The Second Sex (book review)

Reading this now, in 2025, was like visiting a site where something astonishing was built some 75 years ago, something that goes on challenging readers even as the terms of that challenge shift and diverge. Simone de Beauvoir didn’t invent feminism. What she did achieve was arguably more difficult. She built a durable political issue. It’s a weighty, scholarly book with the structure of an academic argument, the scope and depth that only an exceptionally well-educated person would even conceive of writing. It took a writer with a broad spectrum of curiosities, willing to examine a topic from a very wide range of perspectives, for The Second Sex considers “woman” from the standpoints of contemporary biology, history, anthropology, sociology, philosophy, theology at the time of writing (first published 1949). Beyond that, it took a woman with long, direct experience of “second-ness” to recognise the issue and appreciate it’s scale, its political, social and deeply personal implications. It took a person of exceptional confidence to insist that it could and should be “framed” in a book.

____________________

Set of tasks:
**A)** Answer these questions from the review of The Second Sex:
(i) In what year was the book first published?
(ii) According to the review, what did Simone de Beauvoir build?
(iii) In what year was the review's reading of the book done?
**B)** Carry on the review of The Second Sex, starting after its last sentence.

____________________

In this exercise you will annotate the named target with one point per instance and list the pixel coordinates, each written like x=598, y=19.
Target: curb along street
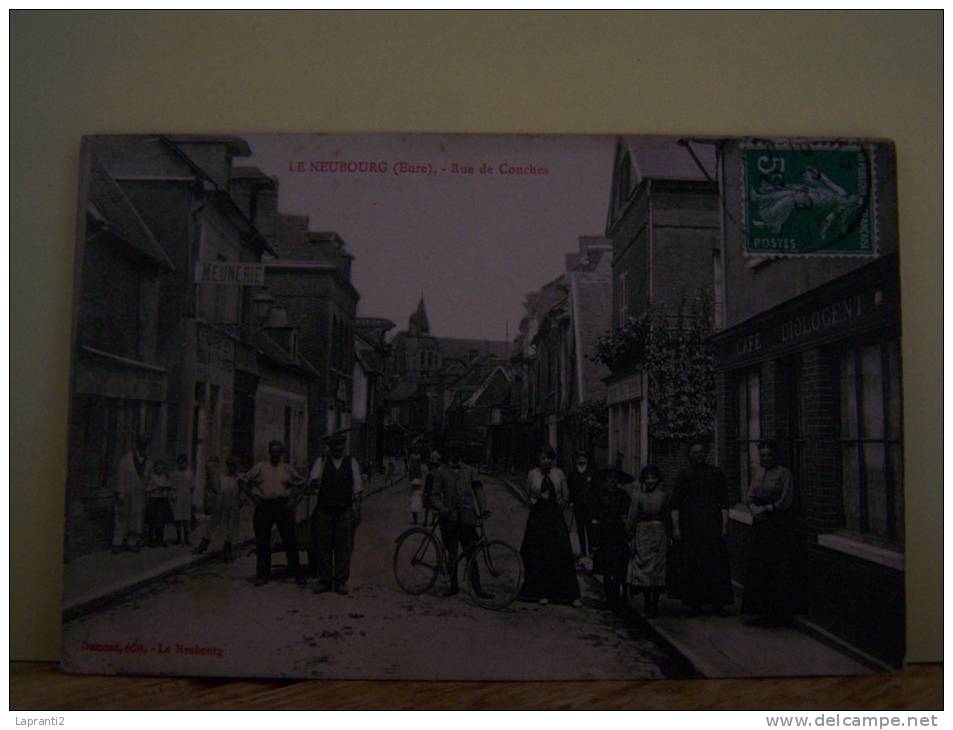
x=94, y=600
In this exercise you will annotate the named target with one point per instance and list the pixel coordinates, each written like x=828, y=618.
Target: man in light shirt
x=270, y=485
x=337, y=479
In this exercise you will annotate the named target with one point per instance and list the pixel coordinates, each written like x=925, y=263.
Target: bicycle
x=420, y=557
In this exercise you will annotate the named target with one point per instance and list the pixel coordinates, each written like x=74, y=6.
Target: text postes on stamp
x=808, y=198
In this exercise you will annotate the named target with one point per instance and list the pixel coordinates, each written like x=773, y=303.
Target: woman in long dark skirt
x=550, y=568
x=611, y=559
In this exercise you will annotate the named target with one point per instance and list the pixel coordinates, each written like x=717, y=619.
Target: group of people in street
x=640, y=535
x=649, y=539
x=146, y=498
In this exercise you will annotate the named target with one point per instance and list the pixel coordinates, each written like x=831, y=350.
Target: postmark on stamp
x=814, y=198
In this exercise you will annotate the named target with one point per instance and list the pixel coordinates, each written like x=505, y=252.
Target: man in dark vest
x=337, y=479
x=583, y=493
x=460, y=502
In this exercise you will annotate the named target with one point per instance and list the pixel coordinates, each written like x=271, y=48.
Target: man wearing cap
x=460, y=502
x=337, y=479
x=269, y=486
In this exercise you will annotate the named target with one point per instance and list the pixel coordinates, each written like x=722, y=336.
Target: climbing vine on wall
x=675, y=355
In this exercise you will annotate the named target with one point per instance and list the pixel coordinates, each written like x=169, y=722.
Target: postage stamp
x=808, y=198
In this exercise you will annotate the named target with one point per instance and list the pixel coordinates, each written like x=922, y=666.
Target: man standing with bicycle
x=460, y=502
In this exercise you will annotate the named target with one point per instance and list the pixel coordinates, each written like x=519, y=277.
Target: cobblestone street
x=376, y=631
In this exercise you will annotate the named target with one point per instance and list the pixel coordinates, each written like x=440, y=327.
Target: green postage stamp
x=808, y=198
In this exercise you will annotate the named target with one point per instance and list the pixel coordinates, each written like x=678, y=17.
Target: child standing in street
x=183, y=484
x=415, y=474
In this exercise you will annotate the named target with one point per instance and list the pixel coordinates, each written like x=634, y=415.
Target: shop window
x=870, y=440
x=749, y=427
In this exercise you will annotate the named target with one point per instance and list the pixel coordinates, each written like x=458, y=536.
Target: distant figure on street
x=611, y=559
x=270, y=486
x=460, y=502
x=132, y=474
x=432, y=468
x=337, y=479
x=771, y=579
x=223, y=499
x=648, y=518
x=699, y=529
x=546, y=550
x=583, y=490
x=211, y=506
x=183, y=486
x=416, y=473
x=158, y=511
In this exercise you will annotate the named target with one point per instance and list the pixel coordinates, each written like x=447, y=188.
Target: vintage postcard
x=485, y=407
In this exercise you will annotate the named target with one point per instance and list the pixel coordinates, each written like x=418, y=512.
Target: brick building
x=663, y=221
x=370, y=388
x=556, y=374
x=312, y=281
x=810, y=356
x=120, y=386
x=422, y=370
x=202, y=345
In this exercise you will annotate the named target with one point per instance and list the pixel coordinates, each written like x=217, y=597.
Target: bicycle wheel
x=417, y=561
x=497, y=568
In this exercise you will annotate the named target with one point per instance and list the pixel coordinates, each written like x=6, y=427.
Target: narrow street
x=376, y=631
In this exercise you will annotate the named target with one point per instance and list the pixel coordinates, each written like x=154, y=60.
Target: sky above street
x=473, y=243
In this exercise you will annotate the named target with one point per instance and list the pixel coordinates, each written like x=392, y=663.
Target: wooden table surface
x=42, y=686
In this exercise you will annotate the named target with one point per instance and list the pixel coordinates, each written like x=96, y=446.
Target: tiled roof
x=459, y=349
x=120, y=217
x=404, y=390
x=664, y=157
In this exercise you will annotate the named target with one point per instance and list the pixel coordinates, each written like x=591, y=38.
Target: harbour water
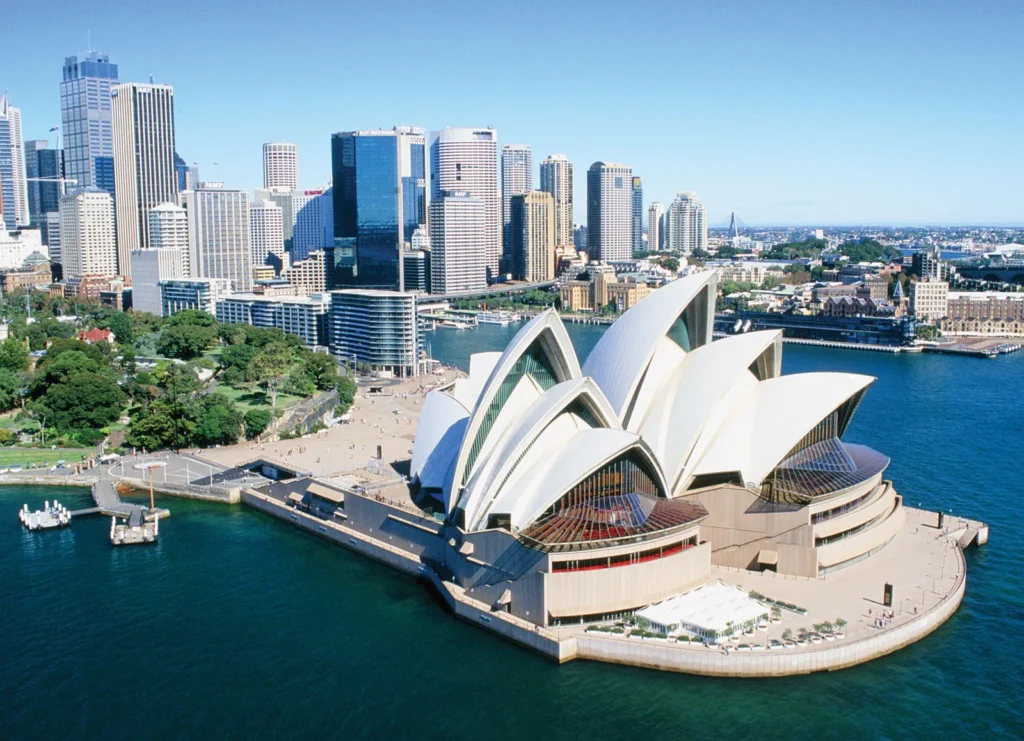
x=236, y=625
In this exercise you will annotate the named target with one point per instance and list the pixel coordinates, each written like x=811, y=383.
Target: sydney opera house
x=576, y=493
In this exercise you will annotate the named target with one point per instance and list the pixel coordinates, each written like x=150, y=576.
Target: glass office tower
x=379, y=201
x=85, y=116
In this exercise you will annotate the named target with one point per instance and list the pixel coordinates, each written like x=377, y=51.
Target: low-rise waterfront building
x=195, y=293
x=984, y=313
x=929, y=300
x=376, y=329
x=302, y=315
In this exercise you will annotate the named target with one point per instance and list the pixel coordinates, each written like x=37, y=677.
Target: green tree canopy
x=121, y=324
x=256, y=422
x=322, y=369
x=185, y=341
x=13, y=356
x=10, y=389
x=85, y=400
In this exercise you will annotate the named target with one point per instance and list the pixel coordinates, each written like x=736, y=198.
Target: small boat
x=52, y=515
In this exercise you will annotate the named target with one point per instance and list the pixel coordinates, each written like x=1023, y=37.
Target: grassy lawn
x=25, y=455
x=256, y=399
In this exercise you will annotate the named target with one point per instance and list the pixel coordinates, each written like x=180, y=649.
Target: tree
x=152, y=429
x=13, y=356
x=269, y=367
x=192, y=317
x=122, y=328
x=256, y=422
x=322, y=369
x=10, y=389
x=85, y=400
x=218, y=421
x=185, y=341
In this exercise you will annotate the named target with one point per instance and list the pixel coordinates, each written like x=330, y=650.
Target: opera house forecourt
x=676, y=503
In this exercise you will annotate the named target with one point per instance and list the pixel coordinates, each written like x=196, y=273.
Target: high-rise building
x=532, y=233
x=378, y=329
x=580, y=237
x=143, y=161
x=219, y=242
x=655, y=218
x=312, y=225
x=187, y=176
x=637, y=214
x=556, y=178
x=309, y=274
x=302, y=315
x=686, y=224
x=266, y=231
x=517, y=178
x=86, y=117
x=609, y=212
x=380, y=200
x=281, y=166
x=466, y=161
x=459, y=224
x=13, y=188
x=87, y=244
x=169, y=228
x=201, y=294
x=44, y=194
x=416, y=271
x=148, y=269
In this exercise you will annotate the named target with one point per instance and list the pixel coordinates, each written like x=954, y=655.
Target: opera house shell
x=579, y=493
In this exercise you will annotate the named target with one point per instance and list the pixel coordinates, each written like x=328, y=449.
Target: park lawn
x=24, y=455
x=248, y=398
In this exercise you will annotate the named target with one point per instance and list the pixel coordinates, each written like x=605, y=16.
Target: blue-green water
x=237, y=625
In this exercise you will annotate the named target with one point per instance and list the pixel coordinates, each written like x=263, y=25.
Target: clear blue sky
x=786, y=112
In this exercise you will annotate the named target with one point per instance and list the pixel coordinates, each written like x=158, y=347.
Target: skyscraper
x=267, y=233
x=532, y=232
x=654, y=224
x=86, y=117
x=517, y=178
x=312, y=227
x=13, y=188
x=281, y=166
x=466, y=161
x=87, y=245
x=459, y=223
x=44, y=195
x=637, y=214
x=686, y=224
x=609, y=212
x=186, y=176
x=219, y=241
x=143, y=161
x=556, y=178
x=380, y=200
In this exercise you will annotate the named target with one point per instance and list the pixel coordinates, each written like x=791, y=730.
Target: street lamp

____________________

Answers to each task:
**A)**
(i) 1949
(ii) A durable political issue.
(iii) 2025

**B)**
My own experience of reading this now, in my 70s (I can’t be sure whether I was reading for the first time or not.) was not especially uplifting or reassuring, but rather sobering, bracing, perhaps disillusioning. I had expected it to seem pretty distant, ghostly, translucent, barely recognizable, but it does not. De Beauvoir’s main premise, that women have always been forced to occupy a secondary position in the world, less than or different from a “standard,” or usual or normal or accepted human, has met some outright rejection. The Vatican, tellingly, banned it. But the book’s more characteristic reception has been a lively critique of the structuring terms — the term “woman” in particular — and a wide range of efforts to expand, intensify, and transpose the idea of an unequal power maintained by means of cultural practice. Her much-quoted contention that “one is not born, but rather becomes a woman” (295), for example, contains the basic distinction between sex (biological) and gender (cultural) that is now very widely acknowledged, substantiated in Judith Butler’s pioneering study Gender Trouble of 1990. In short, much as been added and remodelled in the framework left by de Beauvoir. And yet much remains in place as well: the depth and scope of the structure, the clarity and precision of verbal expression, the core perception of a power differential maintained culturally, through patterns and practices. To the extent a reader recognises in it something of her own immediate experience, it continues to provide a benchmark, a scaffold in which to climb or contemplate, a set of provocative questions.